--- START ---

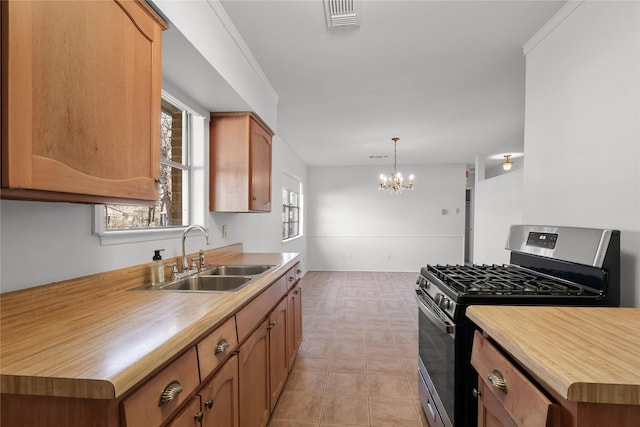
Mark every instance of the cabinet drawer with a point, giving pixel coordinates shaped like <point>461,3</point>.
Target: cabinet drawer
<point>291,276</point>
<point>249,317</point>
<point>521,399</point>
<point>143,408</point>
<point>216,346</point>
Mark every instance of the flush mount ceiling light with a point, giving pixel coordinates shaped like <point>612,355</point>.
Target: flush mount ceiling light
<point>394,182</point>
<point>506,165</point>
<point>342,13</point>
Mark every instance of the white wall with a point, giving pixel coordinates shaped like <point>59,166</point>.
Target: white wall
<point>582,134</point>
<point>262,232</point>
<point>47,242</point>
<point>498,204</point>
<point>354,226</point>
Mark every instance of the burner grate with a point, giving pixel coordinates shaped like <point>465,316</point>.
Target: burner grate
<point>501,280</point>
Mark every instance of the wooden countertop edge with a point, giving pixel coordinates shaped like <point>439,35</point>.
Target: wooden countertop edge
<point>564,386</point>
<point>119,385</point>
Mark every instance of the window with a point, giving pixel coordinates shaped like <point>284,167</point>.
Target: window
<point>291,208</point>
<point>172,207</point>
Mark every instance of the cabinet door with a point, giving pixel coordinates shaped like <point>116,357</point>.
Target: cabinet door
<point>81,101</point>
<point>260,197</point>
<point>294,323</point>
<point>491,413</point>
<point>220,397</point>
<point>254,379</point>
<point>191,416</point>
<point>278,361</point>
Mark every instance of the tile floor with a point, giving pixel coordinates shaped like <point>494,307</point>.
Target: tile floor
<point>357,365</point>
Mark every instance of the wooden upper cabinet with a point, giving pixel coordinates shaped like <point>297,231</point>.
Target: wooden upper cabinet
<point>81,89</point>
<point>240,163</point>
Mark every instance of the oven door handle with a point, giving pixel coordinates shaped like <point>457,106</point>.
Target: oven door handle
<point>436,315</point>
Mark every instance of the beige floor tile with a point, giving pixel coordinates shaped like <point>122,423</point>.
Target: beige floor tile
<point>312,363</point>
<point>358,362</point>
<point>394,413</point>
<point>347,384</point>
<point>294,405</point>
<point>317,347</point>
<point>289,423</point>
<point>348,348</point>
<point>394,386</point>
<point>384,366</point>
<point>354,365</point>
<point>312,382</point>
<point>353,410</point>
<point>381,352</point>
<point>378,337</point>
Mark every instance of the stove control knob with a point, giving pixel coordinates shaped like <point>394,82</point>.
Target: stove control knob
<point>438,299</point>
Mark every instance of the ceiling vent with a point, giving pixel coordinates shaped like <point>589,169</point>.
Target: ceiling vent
<point>342,13</point>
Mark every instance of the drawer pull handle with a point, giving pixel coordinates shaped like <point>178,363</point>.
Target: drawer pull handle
<point>498,381</point>
<point>271,325</point>
<point>221,346</point>
<point>170,392</point>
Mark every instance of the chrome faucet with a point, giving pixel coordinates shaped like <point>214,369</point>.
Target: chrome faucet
<point>185,264</point>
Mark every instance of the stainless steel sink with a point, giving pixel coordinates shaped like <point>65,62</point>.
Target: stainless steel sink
<point>202,283</point>
<point>217,278</point>
<point>237,270</point>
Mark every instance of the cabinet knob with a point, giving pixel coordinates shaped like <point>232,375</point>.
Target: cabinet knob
<point>497,380</point>
<point>170,392</point>
<point>222,345</point>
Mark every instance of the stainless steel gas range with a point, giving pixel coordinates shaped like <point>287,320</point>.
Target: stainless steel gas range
<point>548,266</point>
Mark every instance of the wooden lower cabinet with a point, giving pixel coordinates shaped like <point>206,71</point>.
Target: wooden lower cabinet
<point>220,397</point>
<point>491,413</point>
<point>278,360</point>
<point>191,416</point>
<point>254,401</point>
<point>507,398</point>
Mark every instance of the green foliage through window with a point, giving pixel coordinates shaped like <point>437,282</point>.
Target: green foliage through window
<point>170,209</point>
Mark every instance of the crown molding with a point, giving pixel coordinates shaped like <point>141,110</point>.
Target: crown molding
<point>231,29</point>
<point>562,14</point>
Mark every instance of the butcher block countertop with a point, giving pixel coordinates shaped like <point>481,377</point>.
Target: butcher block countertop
<point>583,354</point>
<point>96,338</point>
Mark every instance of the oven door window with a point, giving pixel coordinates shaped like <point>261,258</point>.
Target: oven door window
<point>437,350</point>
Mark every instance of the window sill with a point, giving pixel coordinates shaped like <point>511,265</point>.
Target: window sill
<point>135,236</point>
<point>291,239</point>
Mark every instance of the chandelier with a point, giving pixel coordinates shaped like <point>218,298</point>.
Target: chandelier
<point>394,182</point>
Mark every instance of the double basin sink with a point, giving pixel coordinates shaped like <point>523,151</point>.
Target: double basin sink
<point>219,278</point>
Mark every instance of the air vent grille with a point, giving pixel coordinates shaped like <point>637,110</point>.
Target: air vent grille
<point>342,12</point>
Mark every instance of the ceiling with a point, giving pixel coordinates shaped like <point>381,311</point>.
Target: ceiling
<point>446,77</point>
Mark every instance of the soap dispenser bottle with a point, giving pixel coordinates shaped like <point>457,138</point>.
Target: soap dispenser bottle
<point>157,268</point>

--- END ---

Rewrite the part that opens with the line containing "Mark every instance of the wooden countertop" and closes with the line containing "<point>172,207</point>", substituting "glass door" for "window" and keeping everything else the same.

Mark every instance of the wooden countertop edge with a point, giving pixel coordinates shaped like <point>439,35</point>.
Target: wooden countertop edge
<point>564,386</point>
<point>119,385</point>
Mark every instance of the glass door with a point, giving pixel coordinates shaped like <point>284,167</point>.
Target: glass door
<point>291,208</point>
<point>172,207</point>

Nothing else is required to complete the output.